REQUIRED ACTIONS
[1] Answer the following about the forum excerpt on University of California funding:
(a) What percentage of California's general fund went to the University of California in 2008?
(b) By what percentage did student costs rise?
(c) According to the comment below the dashed line, what do Texans do about risk?
[2] Reproduce the part of the forum excerpt on University of California funding starting at "I think the" and ending at "to avoid it.".
>> BEGIN QUOTED TEXT
State funding for the University of California has decreased from 7% of the
state of California's general fund in 1970 to 3.2% in 2008. Between 1990 and
2008, inflation-adjusted state support per UC student fell by 40%. As a
result, the total inflation-adjusted education expenditure per UC student
(including student fees and contributions from UC General Funds) decreased by
19%, while student costs rose by 138%.

That doesn't sound like money's being thrown at education, at least not higher
ed.

(text lifted from this letter: [http://www.sfgate.com/cgi-
bin/article.cgi?f=/c/a/2009/07/08/...](http://www.sfgate.com/cgi-
bin/article.cgi?f=/c/a/2009/07/08/MN6218KIRQ.DTL))

------
nostrademons
Wasn't it just a couple years ago that people here were saying California
provided the model for the rest of the country, and that more people should
adopt the Silicon Valley startup system?

I think the real issue is differing cultural attitudes toward risk.
Californians embrace it, which probably results from the selection bias of
having a state where the largest population centers are all _centered on an
active fault-line_. Texans do their best to avoid it.
>> END QUOTED TEXT
>> BEGIN INFORMATION SUPPLIED
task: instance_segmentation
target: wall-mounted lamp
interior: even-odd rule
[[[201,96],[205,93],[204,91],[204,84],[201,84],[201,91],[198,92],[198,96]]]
>> END INFORMATION SUPPLIED
THE SOLUTIONS
[1]
(a) 3.2%
(b) 138%
(c) They do their best to avoid it.

[2]
I think the real issue is differing cultural attitudes toward risk.
Californians embrace it, which probably results from the selection bias of
having a state where the largest population centers are all _centered on an
active fault-line_. Texans do their best to avoid it.